It is a vicious cycle and does not discriminate. It can even take down the strongest PR pro who doesn’t bat an eye at the toughest challenges they face.
We’re talking about burnout, which stems from repeated stress. Sound familiar?
The American Psychological Association defines it as physical, emotional, or mental exhaustion that comes with low motivation and performance efforts and a negative view of oneself and other people.
“Burnout is rife in the PR industry,” a Burrelles article explains. “PR pros often work long hours, deal with clients with high expectations and high-pressure situations, are expected to be on call around the clock and face constant rejection and criticism.”
These PR pros share some tips on how to face burnout and overcome it.
When life comes knocking
Carmen Cusido, senior account director for MikeWorldWide Public Relations, told PR Daily that personal struggles, including chronic illness, mental illness and personal loss, which, when combined with a heavy workload, resulted in burnout.
The breakthrough happened when she realized she could not be accessible all the time — especially to former employers who had expectations of her to always be on call.
Cusido said that setting boundaries at work is an important tool. She learned over the years that not everyone will understand leaving work on time, but she had to do it to take care of herself. And eventually, former employers came to respect her for knowing when to draw the line.
“Those boundaries are respected and honored,” Cusido said.
“Break your tasks down into smaller, manageable steps and create a schedule or to-do lists. This approach can help you stay organized and reduce stress.”

PROVIDED MATERIAL:
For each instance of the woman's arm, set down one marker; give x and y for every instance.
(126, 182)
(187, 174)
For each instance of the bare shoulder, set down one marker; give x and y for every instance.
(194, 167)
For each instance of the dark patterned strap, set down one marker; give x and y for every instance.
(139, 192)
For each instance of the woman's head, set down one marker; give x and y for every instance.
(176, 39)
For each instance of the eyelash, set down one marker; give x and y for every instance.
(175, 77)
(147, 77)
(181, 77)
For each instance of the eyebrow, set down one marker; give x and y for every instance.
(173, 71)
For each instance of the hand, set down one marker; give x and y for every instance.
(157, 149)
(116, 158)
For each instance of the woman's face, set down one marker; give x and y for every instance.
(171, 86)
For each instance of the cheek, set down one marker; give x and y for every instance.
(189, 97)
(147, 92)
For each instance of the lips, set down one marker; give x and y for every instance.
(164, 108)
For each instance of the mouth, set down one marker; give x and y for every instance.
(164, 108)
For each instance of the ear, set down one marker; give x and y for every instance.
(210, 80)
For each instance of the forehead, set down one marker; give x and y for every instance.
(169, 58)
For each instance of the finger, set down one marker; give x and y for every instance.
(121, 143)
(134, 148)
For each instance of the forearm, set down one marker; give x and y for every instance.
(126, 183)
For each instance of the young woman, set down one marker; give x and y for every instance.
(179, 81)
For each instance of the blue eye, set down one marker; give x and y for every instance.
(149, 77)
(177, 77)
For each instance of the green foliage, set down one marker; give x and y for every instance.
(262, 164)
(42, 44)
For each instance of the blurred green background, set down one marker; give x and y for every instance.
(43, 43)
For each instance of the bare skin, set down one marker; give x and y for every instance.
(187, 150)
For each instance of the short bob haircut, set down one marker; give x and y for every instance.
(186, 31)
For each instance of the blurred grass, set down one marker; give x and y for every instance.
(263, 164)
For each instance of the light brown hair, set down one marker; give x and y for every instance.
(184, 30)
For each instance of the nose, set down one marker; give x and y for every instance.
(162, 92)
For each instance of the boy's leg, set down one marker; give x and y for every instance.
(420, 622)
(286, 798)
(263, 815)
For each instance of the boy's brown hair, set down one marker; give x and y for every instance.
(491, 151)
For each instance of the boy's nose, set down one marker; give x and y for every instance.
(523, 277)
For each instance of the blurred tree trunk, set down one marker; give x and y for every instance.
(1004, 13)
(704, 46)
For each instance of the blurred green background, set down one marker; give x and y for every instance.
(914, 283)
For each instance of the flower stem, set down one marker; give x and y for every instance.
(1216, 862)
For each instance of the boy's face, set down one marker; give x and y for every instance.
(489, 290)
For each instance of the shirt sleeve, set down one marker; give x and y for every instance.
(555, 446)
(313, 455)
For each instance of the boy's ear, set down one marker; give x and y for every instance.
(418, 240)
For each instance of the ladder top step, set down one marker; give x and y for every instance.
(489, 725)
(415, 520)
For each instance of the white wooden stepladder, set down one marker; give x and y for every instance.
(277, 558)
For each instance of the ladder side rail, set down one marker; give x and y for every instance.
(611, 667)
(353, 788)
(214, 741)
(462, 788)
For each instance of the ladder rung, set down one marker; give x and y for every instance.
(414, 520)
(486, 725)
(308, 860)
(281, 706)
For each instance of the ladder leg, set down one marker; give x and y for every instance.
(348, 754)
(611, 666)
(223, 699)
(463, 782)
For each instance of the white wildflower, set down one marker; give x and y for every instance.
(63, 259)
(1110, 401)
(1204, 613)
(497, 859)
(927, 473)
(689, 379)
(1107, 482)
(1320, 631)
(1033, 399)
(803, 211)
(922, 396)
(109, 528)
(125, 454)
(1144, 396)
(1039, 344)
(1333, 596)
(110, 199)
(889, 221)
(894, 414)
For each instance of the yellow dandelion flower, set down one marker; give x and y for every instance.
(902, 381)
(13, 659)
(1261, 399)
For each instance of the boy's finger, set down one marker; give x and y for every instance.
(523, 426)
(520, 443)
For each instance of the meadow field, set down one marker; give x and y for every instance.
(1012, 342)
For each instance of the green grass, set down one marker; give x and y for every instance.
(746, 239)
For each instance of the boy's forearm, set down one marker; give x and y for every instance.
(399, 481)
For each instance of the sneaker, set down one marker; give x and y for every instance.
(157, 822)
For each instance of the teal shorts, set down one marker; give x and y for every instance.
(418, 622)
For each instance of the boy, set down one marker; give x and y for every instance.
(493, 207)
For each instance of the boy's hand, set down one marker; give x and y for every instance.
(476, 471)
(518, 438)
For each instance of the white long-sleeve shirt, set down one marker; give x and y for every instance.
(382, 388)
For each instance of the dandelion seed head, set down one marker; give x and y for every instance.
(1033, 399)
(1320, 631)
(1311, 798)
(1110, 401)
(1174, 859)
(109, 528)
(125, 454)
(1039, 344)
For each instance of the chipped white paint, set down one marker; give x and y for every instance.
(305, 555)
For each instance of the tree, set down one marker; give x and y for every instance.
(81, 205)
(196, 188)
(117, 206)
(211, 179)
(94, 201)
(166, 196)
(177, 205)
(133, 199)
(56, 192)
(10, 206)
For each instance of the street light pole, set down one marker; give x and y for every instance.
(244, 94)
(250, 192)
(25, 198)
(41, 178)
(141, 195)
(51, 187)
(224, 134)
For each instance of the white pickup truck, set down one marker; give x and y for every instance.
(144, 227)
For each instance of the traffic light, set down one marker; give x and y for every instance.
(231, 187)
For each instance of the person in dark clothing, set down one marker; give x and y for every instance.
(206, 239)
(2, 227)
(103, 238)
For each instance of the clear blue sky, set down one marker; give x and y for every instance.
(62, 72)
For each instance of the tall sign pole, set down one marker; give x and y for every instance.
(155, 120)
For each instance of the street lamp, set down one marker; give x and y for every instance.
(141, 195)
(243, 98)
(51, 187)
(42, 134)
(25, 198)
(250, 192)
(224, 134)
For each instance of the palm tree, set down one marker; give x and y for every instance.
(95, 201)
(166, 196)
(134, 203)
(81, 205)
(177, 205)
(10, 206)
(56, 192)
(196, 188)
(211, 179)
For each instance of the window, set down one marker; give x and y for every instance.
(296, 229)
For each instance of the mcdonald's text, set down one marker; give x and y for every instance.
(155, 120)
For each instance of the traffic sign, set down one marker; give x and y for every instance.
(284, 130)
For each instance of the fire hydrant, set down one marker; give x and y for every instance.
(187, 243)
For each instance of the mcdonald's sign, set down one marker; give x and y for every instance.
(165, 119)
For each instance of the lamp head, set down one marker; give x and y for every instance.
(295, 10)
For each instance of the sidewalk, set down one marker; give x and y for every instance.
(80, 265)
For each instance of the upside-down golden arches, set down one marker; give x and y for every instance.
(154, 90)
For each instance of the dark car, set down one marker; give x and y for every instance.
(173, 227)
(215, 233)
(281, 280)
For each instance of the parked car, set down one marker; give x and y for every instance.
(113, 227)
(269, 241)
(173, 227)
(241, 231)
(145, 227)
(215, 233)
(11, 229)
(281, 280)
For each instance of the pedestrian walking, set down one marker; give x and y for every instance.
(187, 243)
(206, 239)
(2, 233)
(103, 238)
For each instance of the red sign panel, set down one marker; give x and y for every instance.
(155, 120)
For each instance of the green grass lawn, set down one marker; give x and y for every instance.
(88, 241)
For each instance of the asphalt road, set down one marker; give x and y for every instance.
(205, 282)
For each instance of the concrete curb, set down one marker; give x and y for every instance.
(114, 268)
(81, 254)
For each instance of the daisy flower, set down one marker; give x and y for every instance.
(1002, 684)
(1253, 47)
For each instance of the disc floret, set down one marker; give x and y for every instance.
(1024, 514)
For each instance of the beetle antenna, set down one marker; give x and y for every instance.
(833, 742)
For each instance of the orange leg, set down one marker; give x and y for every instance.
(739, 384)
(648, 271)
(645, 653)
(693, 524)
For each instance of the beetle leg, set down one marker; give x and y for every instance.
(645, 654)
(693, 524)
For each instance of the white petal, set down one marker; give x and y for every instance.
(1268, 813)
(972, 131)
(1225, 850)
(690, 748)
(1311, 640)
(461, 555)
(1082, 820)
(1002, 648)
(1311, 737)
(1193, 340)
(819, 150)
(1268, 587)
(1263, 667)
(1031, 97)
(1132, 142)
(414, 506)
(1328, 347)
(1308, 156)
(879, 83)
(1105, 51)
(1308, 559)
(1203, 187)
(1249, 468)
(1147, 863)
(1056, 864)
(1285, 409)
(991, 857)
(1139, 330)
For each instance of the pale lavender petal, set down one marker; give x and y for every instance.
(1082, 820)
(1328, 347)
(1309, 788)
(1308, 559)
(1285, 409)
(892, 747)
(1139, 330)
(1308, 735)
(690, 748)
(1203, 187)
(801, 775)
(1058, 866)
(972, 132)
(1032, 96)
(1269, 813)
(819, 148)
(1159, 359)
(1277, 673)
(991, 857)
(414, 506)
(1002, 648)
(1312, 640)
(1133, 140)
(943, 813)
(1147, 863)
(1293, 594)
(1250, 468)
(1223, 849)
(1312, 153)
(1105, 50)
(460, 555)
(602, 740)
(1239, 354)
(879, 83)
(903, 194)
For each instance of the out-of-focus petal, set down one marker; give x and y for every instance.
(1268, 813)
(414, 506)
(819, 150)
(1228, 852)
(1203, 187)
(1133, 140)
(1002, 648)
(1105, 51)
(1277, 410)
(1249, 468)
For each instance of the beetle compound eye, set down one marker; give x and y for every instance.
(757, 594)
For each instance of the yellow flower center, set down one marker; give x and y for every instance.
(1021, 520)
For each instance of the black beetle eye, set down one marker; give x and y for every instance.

ABOUT THIS EXERCISE:
Reproduce, word for word, the passage of the burnout article that begins with the words containing "We’re talking about" and ends with "and other people.". Work only from the article about burnout in PR.

FINISHED EXERCISE:
We’re talking about burnout, which stems from repeated stress. Sound familiar?
The American Psychological Association defines it as physical, emotional, or mental exhaustion that comes with low motivation and performance efforts and a negative view of oneself and other people.